Records for bounding box labeling

start

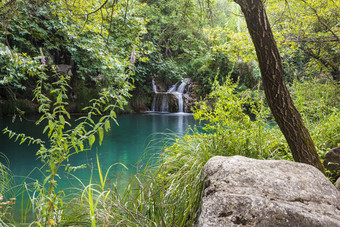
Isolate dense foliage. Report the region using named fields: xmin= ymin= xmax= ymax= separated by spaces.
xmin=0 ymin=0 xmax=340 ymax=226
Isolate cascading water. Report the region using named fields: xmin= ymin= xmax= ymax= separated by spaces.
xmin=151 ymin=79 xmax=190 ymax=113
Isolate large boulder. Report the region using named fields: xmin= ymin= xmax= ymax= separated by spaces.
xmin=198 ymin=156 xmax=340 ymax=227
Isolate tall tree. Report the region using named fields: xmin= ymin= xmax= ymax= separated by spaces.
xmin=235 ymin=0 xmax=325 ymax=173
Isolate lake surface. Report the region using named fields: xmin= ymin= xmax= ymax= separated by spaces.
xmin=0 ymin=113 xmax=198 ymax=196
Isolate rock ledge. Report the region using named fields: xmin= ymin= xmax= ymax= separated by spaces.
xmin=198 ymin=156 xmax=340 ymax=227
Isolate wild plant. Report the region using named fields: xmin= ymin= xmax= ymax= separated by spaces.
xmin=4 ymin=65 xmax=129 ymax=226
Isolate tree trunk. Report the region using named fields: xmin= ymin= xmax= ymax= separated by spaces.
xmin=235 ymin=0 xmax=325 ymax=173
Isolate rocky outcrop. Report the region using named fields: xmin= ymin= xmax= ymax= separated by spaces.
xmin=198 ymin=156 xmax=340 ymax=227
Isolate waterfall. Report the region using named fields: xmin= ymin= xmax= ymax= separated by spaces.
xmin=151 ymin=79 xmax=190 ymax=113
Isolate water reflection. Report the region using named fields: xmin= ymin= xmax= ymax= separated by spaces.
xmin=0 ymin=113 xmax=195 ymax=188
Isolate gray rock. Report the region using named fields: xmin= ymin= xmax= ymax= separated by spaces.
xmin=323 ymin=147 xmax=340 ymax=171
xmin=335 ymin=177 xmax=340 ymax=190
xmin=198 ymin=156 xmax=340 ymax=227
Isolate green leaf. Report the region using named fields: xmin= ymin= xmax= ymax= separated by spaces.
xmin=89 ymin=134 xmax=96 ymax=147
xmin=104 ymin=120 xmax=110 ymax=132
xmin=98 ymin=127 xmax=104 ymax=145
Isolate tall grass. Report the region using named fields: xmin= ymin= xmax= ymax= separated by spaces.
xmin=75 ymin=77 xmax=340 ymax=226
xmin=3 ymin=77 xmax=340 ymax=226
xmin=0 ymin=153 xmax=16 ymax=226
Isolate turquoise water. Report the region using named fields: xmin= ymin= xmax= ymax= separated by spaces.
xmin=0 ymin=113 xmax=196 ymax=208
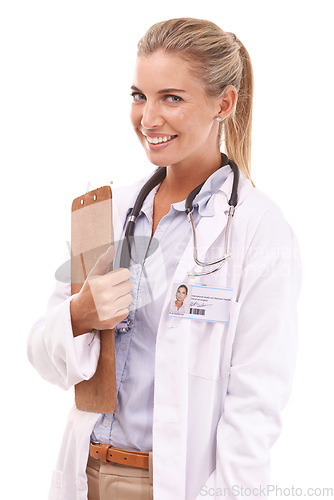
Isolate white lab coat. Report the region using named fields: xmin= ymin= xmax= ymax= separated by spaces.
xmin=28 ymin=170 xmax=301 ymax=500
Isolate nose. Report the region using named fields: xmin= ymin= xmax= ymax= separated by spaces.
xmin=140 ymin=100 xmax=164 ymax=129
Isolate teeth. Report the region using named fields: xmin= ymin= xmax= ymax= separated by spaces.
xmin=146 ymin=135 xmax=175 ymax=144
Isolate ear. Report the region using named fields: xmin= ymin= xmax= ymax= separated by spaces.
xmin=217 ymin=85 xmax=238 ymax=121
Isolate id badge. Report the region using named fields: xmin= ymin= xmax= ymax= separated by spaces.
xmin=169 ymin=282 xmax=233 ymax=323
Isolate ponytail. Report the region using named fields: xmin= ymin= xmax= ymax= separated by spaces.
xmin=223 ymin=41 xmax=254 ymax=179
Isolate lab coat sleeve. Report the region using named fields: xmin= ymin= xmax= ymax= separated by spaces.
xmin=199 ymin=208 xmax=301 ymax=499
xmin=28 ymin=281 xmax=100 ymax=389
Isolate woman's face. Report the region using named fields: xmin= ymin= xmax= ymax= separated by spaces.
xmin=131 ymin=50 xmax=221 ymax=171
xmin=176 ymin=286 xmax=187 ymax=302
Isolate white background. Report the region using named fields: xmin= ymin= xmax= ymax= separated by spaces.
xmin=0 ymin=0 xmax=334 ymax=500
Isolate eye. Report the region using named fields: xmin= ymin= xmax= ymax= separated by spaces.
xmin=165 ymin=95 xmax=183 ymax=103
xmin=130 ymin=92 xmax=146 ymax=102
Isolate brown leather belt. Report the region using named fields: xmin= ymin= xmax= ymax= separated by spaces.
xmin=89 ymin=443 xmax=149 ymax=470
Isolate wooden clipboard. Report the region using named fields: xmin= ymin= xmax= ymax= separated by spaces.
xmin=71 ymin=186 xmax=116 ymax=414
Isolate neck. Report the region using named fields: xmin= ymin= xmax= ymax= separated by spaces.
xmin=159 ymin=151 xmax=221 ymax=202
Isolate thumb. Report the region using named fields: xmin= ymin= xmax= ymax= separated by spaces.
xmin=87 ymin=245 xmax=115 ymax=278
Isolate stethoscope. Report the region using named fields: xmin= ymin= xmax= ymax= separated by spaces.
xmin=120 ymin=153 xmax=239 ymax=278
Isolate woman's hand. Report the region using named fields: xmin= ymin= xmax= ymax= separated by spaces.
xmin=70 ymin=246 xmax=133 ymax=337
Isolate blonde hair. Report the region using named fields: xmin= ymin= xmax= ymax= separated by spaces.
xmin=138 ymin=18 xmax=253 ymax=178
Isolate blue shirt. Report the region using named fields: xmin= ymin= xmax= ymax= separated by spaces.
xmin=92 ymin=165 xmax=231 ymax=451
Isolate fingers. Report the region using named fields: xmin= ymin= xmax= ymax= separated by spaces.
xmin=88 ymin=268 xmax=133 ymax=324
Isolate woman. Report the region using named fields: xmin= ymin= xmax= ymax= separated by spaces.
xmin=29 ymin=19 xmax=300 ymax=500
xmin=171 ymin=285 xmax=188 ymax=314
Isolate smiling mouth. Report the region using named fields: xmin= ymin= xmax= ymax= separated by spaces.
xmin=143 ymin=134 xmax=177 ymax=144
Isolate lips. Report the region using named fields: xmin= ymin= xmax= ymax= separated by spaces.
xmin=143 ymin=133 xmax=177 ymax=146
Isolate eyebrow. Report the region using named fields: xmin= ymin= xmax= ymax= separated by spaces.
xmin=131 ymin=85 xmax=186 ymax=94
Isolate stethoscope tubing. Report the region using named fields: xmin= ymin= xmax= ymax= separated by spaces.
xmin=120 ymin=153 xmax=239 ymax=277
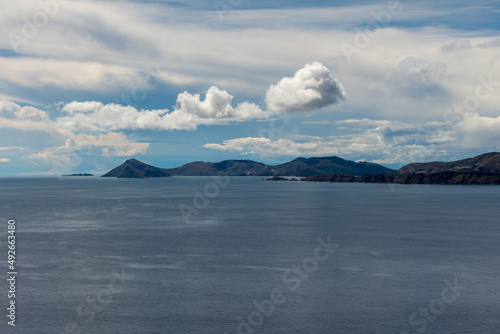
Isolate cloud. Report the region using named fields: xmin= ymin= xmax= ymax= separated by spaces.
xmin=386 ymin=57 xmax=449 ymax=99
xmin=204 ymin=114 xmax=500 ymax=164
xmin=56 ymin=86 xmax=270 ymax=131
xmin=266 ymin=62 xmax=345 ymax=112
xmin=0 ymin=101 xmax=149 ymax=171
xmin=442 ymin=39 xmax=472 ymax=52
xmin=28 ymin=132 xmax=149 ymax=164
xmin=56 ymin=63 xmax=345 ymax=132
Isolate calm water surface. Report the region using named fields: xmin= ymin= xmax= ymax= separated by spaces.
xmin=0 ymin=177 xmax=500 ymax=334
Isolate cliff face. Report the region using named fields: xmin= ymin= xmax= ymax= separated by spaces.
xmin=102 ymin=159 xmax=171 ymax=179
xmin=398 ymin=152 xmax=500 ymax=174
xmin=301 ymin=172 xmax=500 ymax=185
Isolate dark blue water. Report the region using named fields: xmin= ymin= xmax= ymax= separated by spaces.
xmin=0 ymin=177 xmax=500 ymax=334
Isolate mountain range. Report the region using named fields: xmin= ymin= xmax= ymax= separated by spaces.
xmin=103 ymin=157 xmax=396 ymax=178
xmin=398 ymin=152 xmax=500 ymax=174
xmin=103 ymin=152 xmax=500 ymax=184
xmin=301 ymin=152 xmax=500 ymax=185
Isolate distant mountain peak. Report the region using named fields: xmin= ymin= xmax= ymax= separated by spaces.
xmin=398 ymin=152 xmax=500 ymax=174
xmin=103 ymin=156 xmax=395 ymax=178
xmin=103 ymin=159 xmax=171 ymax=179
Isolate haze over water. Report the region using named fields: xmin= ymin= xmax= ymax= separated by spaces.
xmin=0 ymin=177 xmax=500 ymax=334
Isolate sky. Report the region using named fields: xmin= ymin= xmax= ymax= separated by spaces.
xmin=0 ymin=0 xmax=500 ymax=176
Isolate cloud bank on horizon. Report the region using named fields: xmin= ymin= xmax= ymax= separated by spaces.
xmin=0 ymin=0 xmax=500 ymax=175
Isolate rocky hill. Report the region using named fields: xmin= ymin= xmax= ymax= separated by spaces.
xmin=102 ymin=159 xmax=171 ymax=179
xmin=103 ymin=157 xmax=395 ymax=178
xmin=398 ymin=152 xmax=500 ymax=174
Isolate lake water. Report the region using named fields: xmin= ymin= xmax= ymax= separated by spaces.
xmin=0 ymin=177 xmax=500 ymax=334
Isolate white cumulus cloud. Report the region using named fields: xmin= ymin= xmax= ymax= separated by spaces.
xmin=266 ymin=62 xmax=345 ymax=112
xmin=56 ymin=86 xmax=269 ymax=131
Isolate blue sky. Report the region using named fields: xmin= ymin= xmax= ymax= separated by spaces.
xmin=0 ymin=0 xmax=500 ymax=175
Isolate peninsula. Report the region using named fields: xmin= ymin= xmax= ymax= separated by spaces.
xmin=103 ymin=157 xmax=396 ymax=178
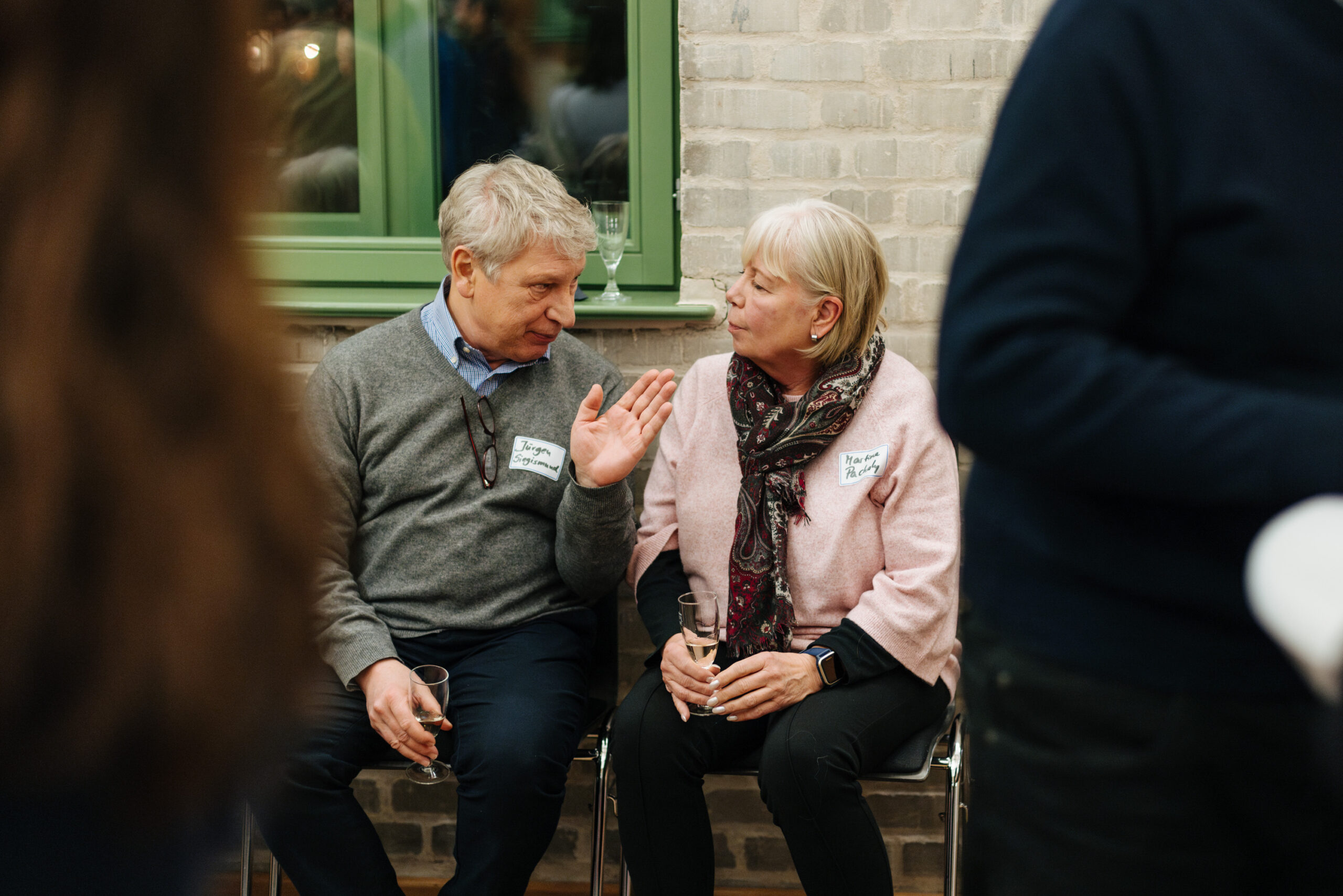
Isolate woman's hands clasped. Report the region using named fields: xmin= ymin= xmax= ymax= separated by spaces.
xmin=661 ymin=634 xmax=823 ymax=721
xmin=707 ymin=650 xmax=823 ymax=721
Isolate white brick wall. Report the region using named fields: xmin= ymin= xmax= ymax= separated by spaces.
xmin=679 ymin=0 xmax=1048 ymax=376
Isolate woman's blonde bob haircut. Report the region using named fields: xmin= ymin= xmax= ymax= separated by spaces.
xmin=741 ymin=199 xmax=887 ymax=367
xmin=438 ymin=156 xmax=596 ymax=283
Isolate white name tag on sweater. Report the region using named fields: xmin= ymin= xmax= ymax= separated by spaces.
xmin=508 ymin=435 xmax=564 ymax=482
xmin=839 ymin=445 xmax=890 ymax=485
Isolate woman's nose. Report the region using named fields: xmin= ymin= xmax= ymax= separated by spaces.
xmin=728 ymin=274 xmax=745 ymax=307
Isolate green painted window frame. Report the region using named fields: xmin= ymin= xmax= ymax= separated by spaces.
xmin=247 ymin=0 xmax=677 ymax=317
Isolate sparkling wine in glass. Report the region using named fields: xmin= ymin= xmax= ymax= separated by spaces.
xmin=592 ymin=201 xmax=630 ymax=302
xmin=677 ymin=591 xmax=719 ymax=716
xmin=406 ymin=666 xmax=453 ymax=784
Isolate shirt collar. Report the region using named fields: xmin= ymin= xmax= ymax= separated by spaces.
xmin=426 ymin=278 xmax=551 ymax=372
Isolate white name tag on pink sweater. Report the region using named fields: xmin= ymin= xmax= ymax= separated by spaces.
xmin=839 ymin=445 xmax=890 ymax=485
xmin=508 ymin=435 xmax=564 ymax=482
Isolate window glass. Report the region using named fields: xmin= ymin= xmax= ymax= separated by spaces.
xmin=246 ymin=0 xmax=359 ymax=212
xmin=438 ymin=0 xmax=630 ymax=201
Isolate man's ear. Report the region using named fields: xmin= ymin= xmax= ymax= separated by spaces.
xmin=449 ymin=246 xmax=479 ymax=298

end

**Stated task**
Can you format the records above, from the line containing "Isolate teeth. Report" through the line containing "xmin=217 ymin=85 xmax=238 ymax=121", as a two-column CSV with the headers request and box? Give one row per request, with its text and its answer each in a single quoted field and any line breaks replaced by spaces.

**Written solution**
request,box
"Isolate teeth. Report the region using named fields: xmin= ymin= xmax= ymax= separated by spaces.","xmin=146 ymin=135 xmax=175 ymax=144"
"Isolate ear. Report the region using named fields: xmin= ymin= xmax= ymax= separated by spaces.","xmin=217 ymin=85 xmax=238 ymax=121"